Professor Lord Robert Winston, head of the fertility unit at Hammersmith Hospital in west London, said the creation of Dolly, grown from cells taken from an adult sheep at the Roslin Institute in Edinburgh, was "a stunning achievement of British science" and accused the media of sensationalising the implications and ignoring the "huge potential" of the experiment.

He argued in an article in the British Medical Journal that research into cloning by nuclear transfer - in which the genetic information is taken from one cell and put into an emptied egg cell - was of "immense clinical value".

He said that while the current law in Britain possibly needed modification, it was adequate to regulate cloning. A total ban on human nuclear transfer, as has been called for by various politicians and religious groups, would have undesirable consequences, such as preventing the use of in vitro fertilisation and pre-implantation diagnosis in couples who were at risk of having children with serious inherited diseases.

Text-to-region grounding data
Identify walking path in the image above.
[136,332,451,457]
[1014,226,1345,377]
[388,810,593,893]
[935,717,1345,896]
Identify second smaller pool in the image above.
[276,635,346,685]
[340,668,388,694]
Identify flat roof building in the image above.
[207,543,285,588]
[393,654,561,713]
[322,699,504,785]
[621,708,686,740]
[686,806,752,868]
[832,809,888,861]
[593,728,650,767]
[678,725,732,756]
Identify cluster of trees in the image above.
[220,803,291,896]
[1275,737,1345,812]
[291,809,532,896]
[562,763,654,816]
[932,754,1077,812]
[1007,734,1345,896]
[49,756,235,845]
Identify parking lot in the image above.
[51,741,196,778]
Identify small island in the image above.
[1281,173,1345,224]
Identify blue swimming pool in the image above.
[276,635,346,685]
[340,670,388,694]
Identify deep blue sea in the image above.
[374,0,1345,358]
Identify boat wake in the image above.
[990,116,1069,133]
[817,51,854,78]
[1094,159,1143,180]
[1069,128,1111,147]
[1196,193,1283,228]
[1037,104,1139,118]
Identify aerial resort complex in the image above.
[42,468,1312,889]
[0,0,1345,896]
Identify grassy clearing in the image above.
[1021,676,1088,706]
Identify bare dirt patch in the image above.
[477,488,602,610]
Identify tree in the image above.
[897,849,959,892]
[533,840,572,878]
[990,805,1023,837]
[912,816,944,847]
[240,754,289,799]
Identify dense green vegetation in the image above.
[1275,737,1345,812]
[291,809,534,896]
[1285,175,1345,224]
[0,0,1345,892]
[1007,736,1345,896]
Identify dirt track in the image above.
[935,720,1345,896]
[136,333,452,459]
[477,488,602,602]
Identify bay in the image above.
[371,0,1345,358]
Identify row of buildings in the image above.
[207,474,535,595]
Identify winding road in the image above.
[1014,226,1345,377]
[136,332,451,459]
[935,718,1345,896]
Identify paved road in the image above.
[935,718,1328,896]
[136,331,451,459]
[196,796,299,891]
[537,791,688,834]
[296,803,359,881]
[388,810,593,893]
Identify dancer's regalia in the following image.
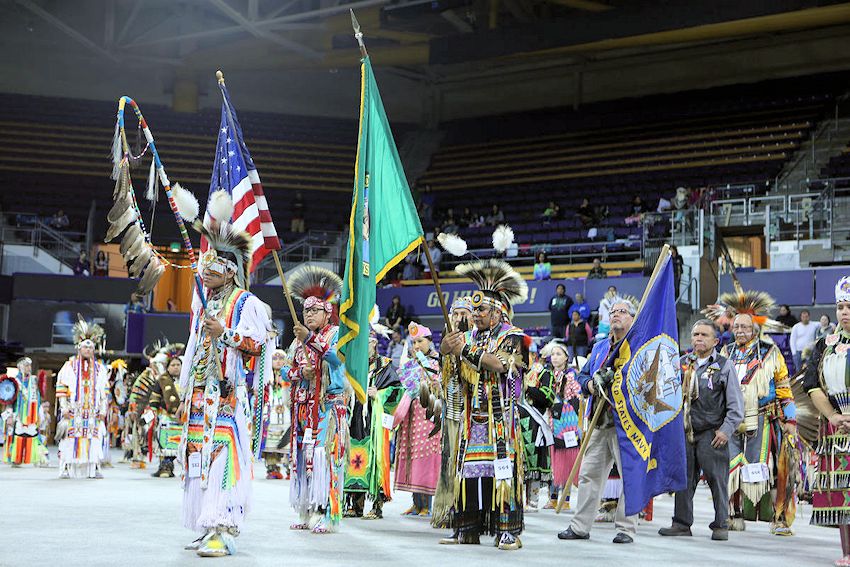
[345,321,403,520]
[56,317,109,478]
[0,357,47,466]
[441,260,528,550]
[263,349,292,480]
[431,297,472,528]
[129,343,185,478]
[288,266,348,533]
[177,191,274,557]
[519,346,555,512]
[801,276,850,567]
[540,339,587,509]
[704,281,800,536]
[394,323,442,517]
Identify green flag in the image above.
[337,57,424,401]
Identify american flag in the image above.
[201,83,280,268]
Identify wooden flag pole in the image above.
[349,9,452,332]
[423,242,454,333]
[555,244,670,514]
[215,69,298,324]
[272,250,298,323]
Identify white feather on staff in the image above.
[145,158,159,203]
[207,190,233,222]
[112,121,124,180]
[437,232,467,257]
[493,224,514,252]
[171,183,200,223]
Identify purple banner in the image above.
[815,266,850,306]
[720,270,812,305]
[376,277,648,316]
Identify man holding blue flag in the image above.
[558,246,687,543]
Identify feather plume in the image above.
[540,339,568,358]
[171,183,201,223]
[145,158,159,203]
[286,264,342,302]
[455,258,528,305]
[702,288,788,333]
[493,224,514,252]
[369,303,381,326]
[111,120,124,180]
[192,216,253,289]
[207,190,233,223]
[437,232,467,257]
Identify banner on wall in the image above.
[376,277,649,316]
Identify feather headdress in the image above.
[194,191,253,289]
[71,313,106,349]
[369,304,390,339]
[286,264,342,322]
[437,232,468,257]
[455,258,528,318]
[493,224,514,253]
[702,275,788,333]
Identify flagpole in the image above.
[215,69,298,324]
[349,9,453,332]
[555,244,670,514]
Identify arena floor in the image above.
[0,450,839,567]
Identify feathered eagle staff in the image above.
[105,96,206,308]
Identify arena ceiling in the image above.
[0,0,850,80]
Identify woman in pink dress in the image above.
[541,339,584,509]
[394,323,441,517]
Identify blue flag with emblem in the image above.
[611,251,687,516]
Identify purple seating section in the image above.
[0,70,850,253]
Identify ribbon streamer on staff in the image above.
[106,96,207,310]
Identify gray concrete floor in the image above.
[0,448,840,567]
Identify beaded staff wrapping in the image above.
[113,96,207,310]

Task list —
1. For each statement below, say whether it agrees with the cloning passage, answering yes or no and quoting the words of the passage that decide it.
(a) Dolly was grown from cells taken from an adult sheep.
(b) Winston called for a total ban on human nuclear transfer.
(c) Winston's argument appeared in the British Medical Journal.
2. Answer these questions from the cloning passage.
(a) In which city is the Roslin Institute located?
(b) Of which unit is Professor Lord Robert Winston the head?
(c) What did Winston say about the adequacy of the current law in Britain for regulating cloning?
3. Retype everything in the cloning passage from "Professor Lord Robert" down to "of the experiment.".

Answers to this exercise —
1.
(a) Yes: "grown from cells taken from an adult sheep"
(b) No: "A total ban on human nuclear transfer, as has been called for by various politicians and religious groups, would have undesirable consequences"
(c) Yes: "He argued in an article in the British Medical Journal"

2.
(a) Edinburgh.
(b) The fertility unit at Hammersmith Hospital in west London.
(c) He said it was adequate to regulate cloning, although it possibly needed modification.

3.
Professor Lord Robert Winston, head of the fertility unit at Hammersmith Hospital in west London, said the creation of Dolly, grown from cells taken from an adult sheep at the Roslin Institute in Edinburgh, was "a stunning achievement of British science" and accused the media of sensationalising the implications and ignoring the "huge potential" of the experiment.